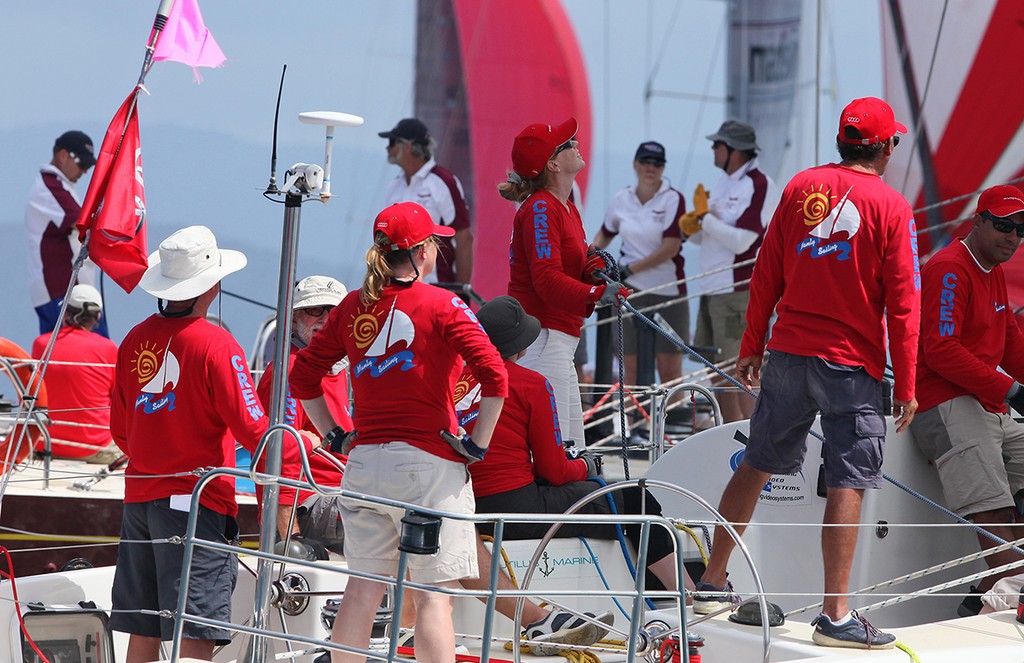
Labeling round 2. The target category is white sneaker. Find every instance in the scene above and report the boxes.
[523,611,615,656]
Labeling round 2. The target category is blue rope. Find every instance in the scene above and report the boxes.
[580,476,654,610]
[602,266,1024,555]
[580,536,630,622]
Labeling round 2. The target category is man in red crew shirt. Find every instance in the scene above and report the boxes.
[910,185,1024,617]
[693,97,921,649]
[32,283,121,465]
[111,225,267,663]
[256,276,352,558]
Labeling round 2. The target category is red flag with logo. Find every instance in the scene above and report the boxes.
[77,86,148,292]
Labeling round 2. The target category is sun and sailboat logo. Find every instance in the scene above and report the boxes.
[131,339,181,414]
[352,298,416,377]
[797,184,860,260]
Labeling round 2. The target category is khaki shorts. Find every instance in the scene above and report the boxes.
[612,295,690,355]
[341,442,477,584]
[693,290,751,363]
[910,396,1024,516]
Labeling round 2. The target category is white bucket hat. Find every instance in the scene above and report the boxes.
[292,276,348,309]
[138,225,246,301]
[68,283,103,310]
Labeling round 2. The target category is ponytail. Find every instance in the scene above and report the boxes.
[359,231,440,306]
[498,170,548,203]
[359,231,394,306]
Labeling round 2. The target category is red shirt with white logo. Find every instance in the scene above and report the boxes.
[256,343,353,504]
[739,164,921,401]
[111,315,267,515]
[456,360,587,497]
[32,327,118,458]
[509,191,599,338]
[290,281,508,462]
[918,241,1024,413]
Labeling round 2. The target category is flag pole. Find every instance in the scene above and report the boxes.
[12,0,174,504]
[138,0,174,85]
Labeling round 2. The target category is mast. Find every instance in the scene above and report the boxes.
[723,0,802,179]
[889,0,943,252]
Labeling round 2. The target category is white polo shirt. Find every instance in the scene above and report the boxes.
[601,179,686,297]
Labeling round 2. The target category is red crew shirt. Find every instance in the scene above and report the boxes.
[918,240,1024,413]
[256,344,352,505]
[32,327,118,458]
[456,360,587,497]
[739,164,921,401]
[509,191,600,338]
[111,316,267,515]
[290,282,508,462]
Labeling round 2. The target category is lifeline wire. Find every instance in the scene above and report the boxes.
[596,259,1024,555]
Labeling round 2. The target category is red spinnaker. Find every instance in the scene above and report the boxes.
[454,0,593,298]
[78,86,148,292]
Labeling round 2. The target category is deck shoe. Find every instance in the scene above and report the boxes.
[693,580,739,615]
[523,611,615,656]
[811,611,896,650]
[956,585,983,617]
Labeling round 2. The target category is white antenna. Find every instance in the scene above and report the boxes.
[299,111,362,200]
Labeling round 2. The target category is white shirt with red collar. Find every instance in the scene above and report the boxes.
[384,159,470,283]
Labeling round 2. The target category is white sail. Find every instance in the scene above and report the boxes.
[811,187,860,240]
[142,340,181,393]
[367,299,416,357]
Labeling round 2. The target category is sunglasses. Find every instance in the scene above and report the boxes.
[553,138,580,157]
[299,305,334,318]
[981,210,1024,238]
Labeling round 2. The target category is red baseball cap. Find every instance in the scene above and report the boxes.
[512,118,580,179]
[374,203,455,251]
[836,96,906,146]
[978,184,1024,217]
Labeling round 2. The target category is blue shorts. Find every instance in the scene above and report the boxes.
[110,497,239,645]
[743,350,886,489]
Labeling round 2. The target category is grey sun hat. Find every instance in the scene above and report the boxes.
[476,295,541,357]
[68,283,103,310]
[707,120,761,152]
[138,225,246,301]
[292,276,348,309]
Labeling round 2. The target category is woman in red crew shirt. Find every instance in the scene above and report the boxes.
[291,203,508,663]
[457,296,693,598]
[498,118,629,445]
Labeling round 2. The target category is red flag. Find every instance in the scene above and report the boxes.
[78,86,148,292]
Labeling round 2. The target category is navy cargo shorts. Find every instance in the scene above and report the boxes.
[743,350,886,489]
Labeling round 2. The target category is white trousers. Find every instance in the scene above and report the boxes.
[519,329,586,448]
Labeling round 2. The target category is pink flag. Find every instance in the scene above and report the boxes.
[153,0,224,83]
[78,86,148,292]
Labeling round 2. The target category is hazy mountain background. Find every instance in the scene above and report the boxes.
[0,0,881,358]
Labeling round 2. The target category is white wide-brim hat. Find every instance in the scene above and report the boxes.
[138,225,247,301]
[292,276,348,308]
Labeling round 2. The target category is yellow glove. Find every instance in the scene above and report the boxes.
[693,184,708,216]
[679,212,703,237]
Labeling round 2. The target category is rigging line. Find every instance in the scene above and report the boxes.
[680,11,728,186]
[644,2,684,135]
[900,0,949,201]
[889,0,941,235]
[814,0,824,163]
[593,270,1024,555]
[220,288,278,313]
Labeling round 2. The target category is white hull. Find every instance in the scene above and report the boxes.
[0,423,1024,663]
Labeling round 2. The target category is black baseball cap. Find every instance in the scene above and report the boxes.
[377,118,430,146]
[53,131,96,170]
[633,140,668,163]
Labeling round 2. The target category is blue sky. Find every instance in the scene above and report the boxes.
[0,0,882,347]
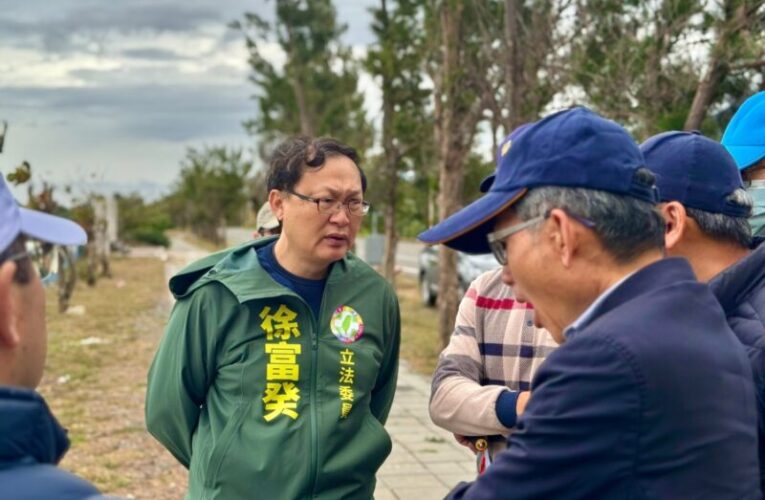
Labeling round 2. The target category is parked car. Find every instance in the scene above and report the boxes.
[418,246,499,307]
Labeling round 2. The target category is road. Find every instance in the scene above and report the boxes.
[226,227,424,276]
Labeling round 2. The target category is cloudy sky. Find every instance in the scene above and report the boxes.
[0,0,375,201]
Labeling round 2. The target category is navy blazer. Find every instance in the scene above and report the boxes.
[0,386,103,500]
[450,259,760,500]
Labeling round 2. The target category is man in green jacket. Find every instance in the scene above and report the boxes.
[146,138,400,499]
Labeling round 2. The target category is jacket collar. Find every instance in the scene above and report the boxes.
[170,237,358,303]
[0,386,69,469]
[709,238,765,313]
[567,257,697,337]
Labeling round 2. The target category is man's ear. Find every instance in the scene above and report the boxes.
[547,208,580,268]
[268,189,284,222]
[660,201,688,251]
[0,261,20,349]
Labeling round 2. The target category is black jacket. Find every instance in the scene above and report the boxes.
[709,240,765,491]
[452,259,760,500]
[0,386,99,500]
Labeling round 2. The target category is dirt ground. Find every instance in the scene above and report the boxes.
[40,259,187,499]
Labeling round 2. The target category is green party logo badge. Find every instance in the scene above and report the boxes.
[329,306,364,344]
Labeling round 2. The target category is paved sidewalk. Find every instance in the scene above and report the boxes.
[375,362,475,500]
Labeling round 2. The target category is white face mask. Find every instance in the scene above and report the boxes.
[746,180,765,236]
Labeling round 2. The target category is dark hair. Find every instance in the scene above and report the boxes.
[0,234,32,285]
[516,184,666,263]
[685,207,752,248]
[266,136,367,193]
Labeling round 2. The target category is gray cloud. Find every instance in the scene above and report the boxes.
[0,85,255,142]
[120,49,190,61]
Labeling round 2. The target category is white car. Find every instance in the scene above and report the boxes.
[418,246,499,307]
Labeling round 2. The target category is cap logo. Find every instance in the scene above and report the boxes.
[329,306,364,344]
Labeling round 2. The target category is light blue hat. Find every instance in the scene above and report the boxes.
[720,91,765,170]
[0,176,88,252]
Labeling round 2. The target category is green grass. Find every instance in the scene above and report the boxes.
[40,258,186,498]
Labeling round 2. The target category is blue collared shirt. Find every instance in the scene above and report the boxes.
[563,271,635,338]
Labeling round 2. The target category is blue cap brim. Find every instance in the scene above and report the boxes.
[478,174,497,193]
[19,208,88,245]
[725,145,765,170]
[417,188,527,253]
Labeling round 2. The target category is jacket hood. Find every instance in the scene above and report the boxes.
[170,236,366,303]
[709,238,765,313]
[0,387,69,469]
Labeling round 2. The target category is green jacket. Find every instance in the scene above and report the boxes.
[146,239,400,500]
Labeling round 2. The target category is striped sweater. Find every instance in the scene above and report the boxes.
[430,268,557,442]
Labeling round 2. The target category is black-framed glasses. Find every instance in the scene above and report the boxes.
[486,207,595,266]
[284,189,371,217]
[24,240,63,286]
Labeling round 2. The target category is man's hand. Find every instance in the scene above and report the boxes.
[515,391,531,417]
[454,434,478,453]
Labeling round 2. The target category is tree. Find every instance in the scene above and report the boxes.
[683,0,765,130]
[233,0,371,158]
[366,0,432,283]
[572,0,704,137]
[168,147,252,245]
[425,0,491,345]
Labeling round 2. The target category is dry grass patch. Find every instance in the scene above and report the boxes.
[40,259,186,499]
[396,276,441,376]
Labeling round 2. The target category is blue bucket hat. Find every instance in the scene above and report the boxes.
[418,107,658,253]
[721,91,765,170]
[0,175,88,252]
[640,132,750,217]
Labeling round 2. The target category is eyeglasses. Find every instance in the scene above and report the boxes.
[486,208,595,266]
[285,189,370,217]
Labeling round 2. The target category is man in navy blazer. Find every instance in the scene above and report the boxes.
[420,108,760,500]
[640,132,765,491]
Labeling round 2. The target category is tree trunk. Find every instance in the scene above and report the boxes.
[287,24,316,137]
[380,0,399,285]
[438,145,466,347]
[683,57,728,130]
[505,0,523,134]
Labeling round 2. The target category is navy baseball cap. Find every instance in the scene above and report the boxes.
[640,132,750,217]
[418,107,658,253]
[0,175,88,252]
[721,90,765,170]
[478,122,533,193]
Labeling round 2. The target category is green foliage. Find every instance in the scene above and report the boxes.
[6,160,32,186]
[364,0,434,242]
[164,147,252,244]
[233,0,371,158]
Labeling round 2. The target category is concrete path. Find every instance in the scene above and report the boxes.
[151,238,475,500]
——————————
> [El problema] Pasa a una lista numerada las líneas del listado que van desde la que contiene "Labeling round 2. The target category is white trousers." hasta la que contiene "[292,276,348,308]", ambas incluidas, sin las líneas en blanco.

> [Respuesta completa]
1. Labeling round 2. The target category is white trousers. Find every instance in the scene above and report the boxes.
2. [519,329,586,448]
3. Labeling round 2. The target category is pink flag. Find every instance in the scene above and report the boxes.
4. [153,0,224,83]
5. [78,86,148,292]
6. Labeling round 2. The target category is hazy mountain background. Find every instance in the scene above and report the boxes.
7. [0,0,881,358]
8. Labeling round 2. The target category is white wide-brim hat. Find every instance in the scene above and report the boxes.
9. [138,225,247,301]
10. [292,276,348,308]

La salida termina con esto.